## Exercise requirements:
Convert the items below, from the line with "Target: utility wire" up to and including the line with "(1115, 715)", into a two-column CSV headed item_text and item_answer, with one row per item. Quote every field and replace the line breaks inside each field with spaces.
● ● ● ● ● ● ●
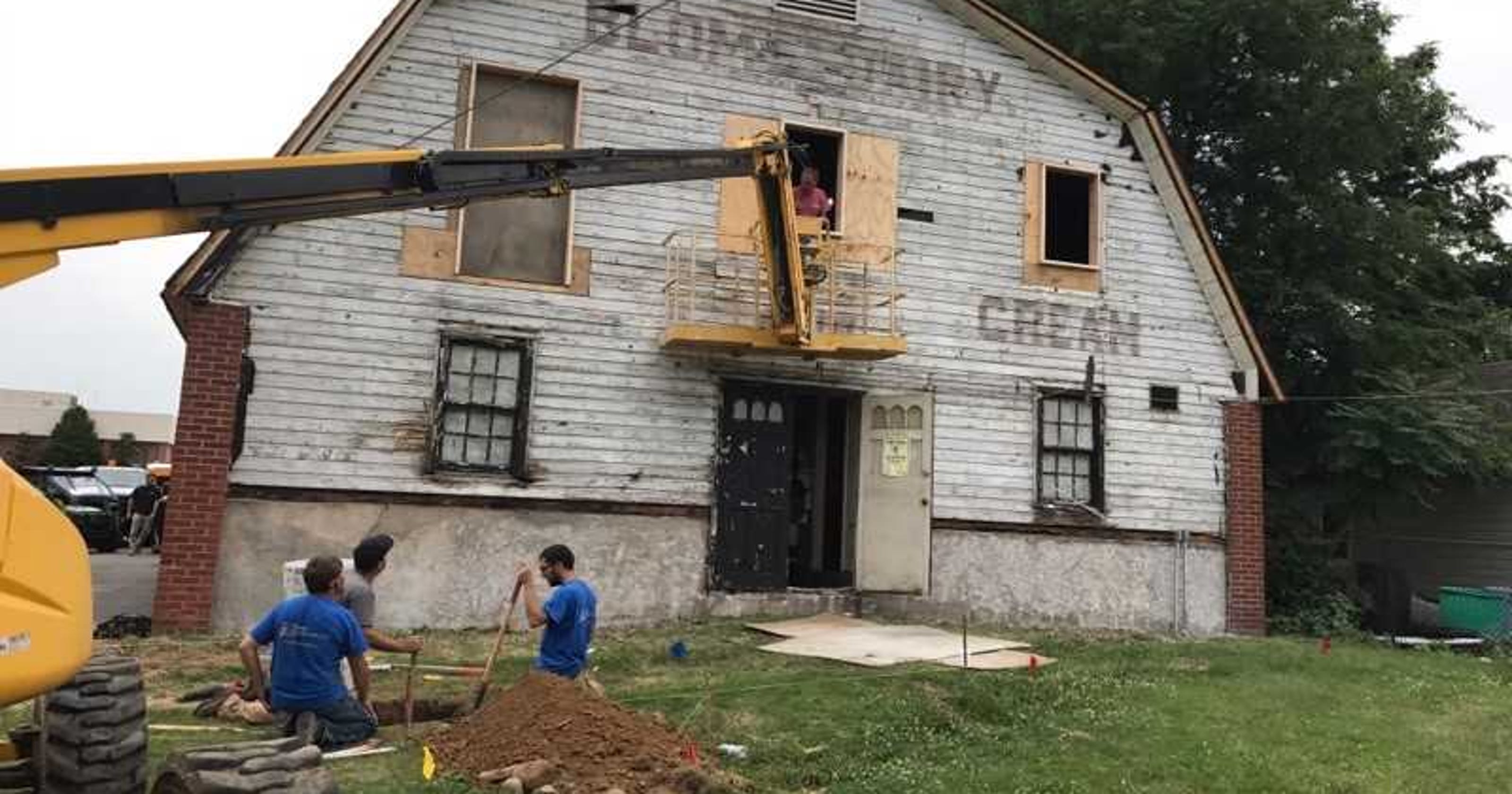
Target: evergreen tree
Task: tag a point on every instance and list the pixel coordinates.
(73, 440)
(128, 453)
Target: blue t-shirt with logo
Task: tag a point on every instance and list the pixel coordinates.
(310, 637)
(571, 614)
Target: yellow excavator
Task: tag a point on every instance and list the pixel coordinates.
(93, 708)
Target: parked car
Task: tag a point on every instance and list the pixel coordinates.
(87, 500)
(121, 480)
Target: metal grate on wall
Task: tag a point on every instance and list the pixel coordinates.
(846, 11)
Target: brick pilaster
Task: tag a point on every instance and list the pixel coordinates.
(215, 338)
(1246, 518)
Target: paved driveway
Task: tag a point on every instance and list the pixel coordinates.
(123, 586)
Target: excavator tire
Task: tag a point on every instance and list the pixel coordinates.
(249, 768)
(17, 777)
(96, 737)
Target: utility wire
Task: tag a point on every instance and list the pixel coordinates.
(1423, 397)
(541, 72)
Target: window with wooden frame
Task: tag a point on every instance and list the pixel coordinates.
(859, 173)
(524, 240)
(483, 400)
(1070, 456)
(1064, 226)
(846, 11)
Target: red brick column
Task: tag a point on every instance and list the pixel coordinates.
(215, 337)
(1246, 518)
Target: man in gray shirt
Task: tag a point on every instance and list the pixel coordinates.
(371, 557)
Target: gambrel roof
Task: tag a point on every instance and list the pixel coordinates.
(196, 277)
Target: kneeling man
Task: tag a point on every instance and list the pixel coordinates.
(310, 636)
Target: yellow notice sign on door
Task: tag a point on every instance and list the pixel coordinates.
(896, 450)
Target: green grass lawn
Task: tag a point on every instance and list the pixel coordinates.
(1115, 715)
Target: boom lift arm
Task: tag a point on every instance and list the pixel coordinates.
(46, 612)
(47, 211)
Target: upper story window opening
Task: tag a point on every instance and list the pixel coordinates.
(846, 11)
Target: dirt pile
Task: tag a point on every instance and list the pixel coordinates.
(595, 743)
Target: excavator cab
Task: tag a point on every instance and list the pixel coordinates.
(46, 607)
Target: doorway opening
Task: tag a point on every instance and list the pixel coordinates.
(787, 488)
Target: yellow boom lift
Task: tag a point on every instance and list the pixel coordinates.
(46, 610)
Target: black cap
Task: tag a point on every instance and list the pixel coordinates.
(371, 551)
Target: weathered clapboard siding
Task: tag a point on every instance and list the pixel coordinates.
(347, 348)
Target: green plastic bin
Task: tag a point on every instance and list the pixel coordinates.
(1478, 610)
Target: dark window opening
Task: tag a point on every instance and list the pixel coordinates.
● ● ● ● ● ● ●
## Answer to the task:
item_text,item_answer
"Target: utility wire Task: tag a point on every instance and list the pixel coordinates.","(1423, 397) (541, 72)"
"Target: window with wooden frame Task: tag a point on every instance and list the pixel coordinates.","(859, 173) (524, 240) (483, 400) (1070, 456) (1064, 226) (846, 11)"
"Target: red brick column Task: tag a point on every instance and list the pixel coordinates.","(215, 337) (1246, 518)"
"Target: man in gray shirt Task: tag a point on every instance and list the pixel coordinates.","(371, 557)"
"Target: gambrel roof Task: tag a point on every instance and list the pixel coordinates.","(196, 277)"
"Target: kneeling man Task: tag a point on every instance and list the pixel coordinates.","(310, 636)"
"Target: yellow notice sign on door Task: tag a point on every instance and list the pixel coordinates.","(896, 450)"
"Target: green grass lawn Task: tag a point on every instance and list the pixel coordinates.","(1115, 715)"